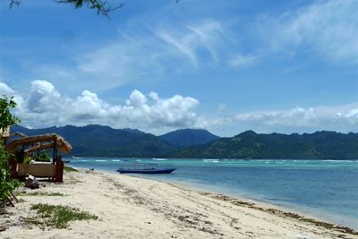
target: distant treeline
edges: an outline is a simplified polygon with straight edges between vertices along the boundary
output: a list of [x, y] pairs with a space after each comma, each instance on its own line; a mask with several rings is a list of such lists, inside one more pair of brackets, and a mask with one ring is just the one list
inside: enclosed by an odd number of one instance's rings
[[256, 133], [247, 131], [219, 138], [205, 130], [179, 130], [156, 136], [139, 130], [88, 125], [30, 130], [13, 126], [27, 135], [55, 132], [79, 157], [358, 159], [358, 133]]

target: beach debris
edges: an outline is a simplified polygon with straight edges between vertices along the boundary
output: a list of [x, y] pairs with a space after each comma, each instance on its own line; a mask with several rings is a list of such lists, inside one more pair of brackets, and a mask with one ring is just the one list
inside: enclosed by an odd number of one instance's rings
[[299, 239], [311, 239], [311, 236], [296, 235], [296, 238], [299, 238]]
[[39, 184], [36, 177], [30, 175], [25, 182], [25, 187], [29, 187], [30, 189], [38, 189], [39, 187]]

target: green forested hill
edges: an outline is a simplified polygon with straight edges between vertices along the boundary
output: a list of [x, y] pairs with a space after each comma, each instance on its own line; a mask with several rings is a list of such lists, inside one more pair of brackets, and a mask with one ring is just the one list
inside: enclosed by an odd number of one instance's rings
[[303, 135], [244, 132], [200, 146], [181, 148], [174, 158], [358, 159], [358, 134], [317, 132]]
[[[358, 133], [353, 132], [316, 132], [287, 135], [258, 134], [247, 131], [232, 138], [217, 138], [207, 131], [176, 131], [164, 137], [138, 130], [115, 130], [100, 125], [67, 125], [39, 130], [13, 126], [12, 131], [28, 135], [58, 133], [72, 145], [71, 155], [74, 156], [358, 159]], [[211, 141], [195, 145], [208, 139]]]

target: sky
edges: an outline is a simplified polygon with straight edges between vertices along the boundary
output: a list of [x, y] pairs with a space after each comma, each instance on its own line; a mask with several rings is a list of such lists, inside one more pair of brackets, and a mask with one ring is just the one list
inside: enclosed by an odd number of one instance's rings
[[29, 128], [358, 132], [358, 1], [0, 1], [0, 94]]

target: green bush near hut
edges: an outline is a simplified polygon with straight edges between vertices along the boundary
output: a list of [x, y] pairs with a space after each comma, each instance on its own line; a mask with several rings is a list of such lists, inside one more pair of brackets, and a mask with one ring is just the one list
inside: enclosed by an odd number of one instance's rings
[[89, 212], [69, 206], [38, 203], [30, 209], [37, 210], [39, 218], [27, 218], [27, 222], [41, 227], [66, 228], [70, 221], [98, 218]]

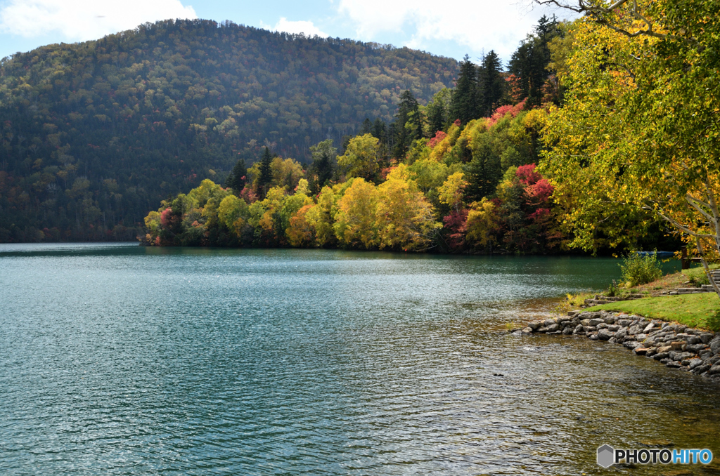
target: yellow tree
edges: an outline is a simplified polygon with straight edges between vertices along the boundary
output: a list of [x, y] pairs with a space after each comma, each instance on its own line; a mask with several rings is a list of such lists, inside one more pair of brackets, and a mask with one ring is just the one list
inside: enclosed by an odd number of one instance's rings
[[362, 244], [366, 250], [377, 245], [377, 198], [374, 185], [361, 178], [353, 180], [338, 202], [333, 227], [341, 243], [354, 247]]
[[720, 252], [720, 3], [543, 3], [585, 14], [541, 163], [559, 193], [575, 193], [580, 240], [614, 210], [645, 209], [693, 243], [708, 271]]
[[376, 226], [379, 247], [424, 251], [442, 225], [435, 221], [433, 206], [410, 177], [404, 164], [377, 187]]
==================================================
What is expected: Rewrite all of the data above with every occurrence of "straight edges" changed to "linear segments" and nothing else altered. Leave the pictures out of the output.

Worked solution:
target: distant treeline
edges: an outline is a simplified polygon with linear segments between vertices along the boundary
output: a list of [x, y] pairs with a space after each comma, each instance on its own line; a mask with several rings is a list of such lists, inside one more pair of brackets, and a mask with one ring is just the one list
inside: enclosed by an odd number of one instance's rings
[[256, 133], [247, 131], [219, 138], [205, 130], [179, 130], [156, 136], [139, 130], [88, 125], [30, 130], [13, 126], [27, 135], [55, 132], [79, 157], [358, 159], [358, 133]]

target: beach debris
edges: an outline is a simplified polygon with linear segments between vertices along the boundary
output: a list of [x, y] pairs with a space after each comma, each instance on its own line; a mask with several rings is a list of such lists, inside one more pair of brackets, and a mask with one ring is just the one list
inside: enclosed by an odd number of one instance's rings
[[299, 239], [311, 239], [311, 236], [296, 235], [296, 238], [299, 238]]
[[39, 184], [36, 177], [30, 175], [25, 182], [25, 187], [29, 187], [30, 189], [38, 189], [39, 187]]

target: green forested hill
edges: an outline is a simplified polygon with linear segments between vertices along the boundary
output: a list of [x, y] pairs with a space after each comma, each instance on its own line; a mask with several rings is a list of such lists, inside one more pair of brackets, and a mask with one ring is just the one list
inside: enclosed by an odd number of one instance's rings
[[303, 135], [244, 132], [200, 146], [181, 148], [174, 158], [358, 159], [358, 134], [317, 132]]
[[[358, 133], [353, 132], [316, 132], [287, 135], [258, 134], [247, 131], [232, 138], [217, 138], [207, 131], [176, 131], [164, 137], [138, 130], [115, 130], [100, 125], [67, 125], [39, 130], [13, 126], [12, 131], [28, 135], [58, 133], [72, 145], [71, 155], [74, 156], [358, 159]], [[211, 141], [195, 145], [208, 139]]]

target: sky
edges: an outline is a simplified polygon with linear segments between vertices along the boundary
output: a list of [x, y] pairs with a space after each comma, each instance on its own line; a mask with several rings is a list of such lists, inside one more pair of brackets, and a mask with one ring is just the one list
inside: enclosed by an odd number of one instance's rings
[[29, 128], [358, 132], [358, 1], [0, 1], [0, 94]]

target: green bush near hut
edges: an outline is a simplified polygon with linear segments between vertices along the boundary
output: a list of [x, y] pairs with a space after each comma, each instance on its own line; a mask with several rings is a list of such lists, inside one more pair of brackets, and a mask with one ring is just the one list
inside: enclosed by an odd number of one instance's rings
[[89, 212], [69, 206], [38, 203], [30, 209], [37, 210], [39, 218], [27, 218], [27, 222], [41, 227], [66, 228], [70, 221], [98, 218]]

target: yellow tree
edges: an outline is a simplified polygon with linear segments between vertices along the boundary
output: a list of [x, y] pairs with a space after each comma, each instance on its own line; a mask with several rings is a list of such lists, inside one more pair of brackets, and a mask with one ring is just the one list
inside: enclosed by an odd number of one instance's rings
[[362, 244], [366, 250], [377, 245], [377, 198], [374, 185], [361, 178], [353, 180], [338, 202], [333, 227], [341, 243], [354, 247]]
[[720, 252], [720, 3], [543, 3], [585, 14], [541, 163], [559, 193], [575, 193], [580, 240], [614, 210], [645, 209], [693, 243], [708, 271]]
[[376, 226], [379, 247], [424, 251], [442, 225], [435, 221], [433, 206], [410, 177], [404, 164], [377, 187]]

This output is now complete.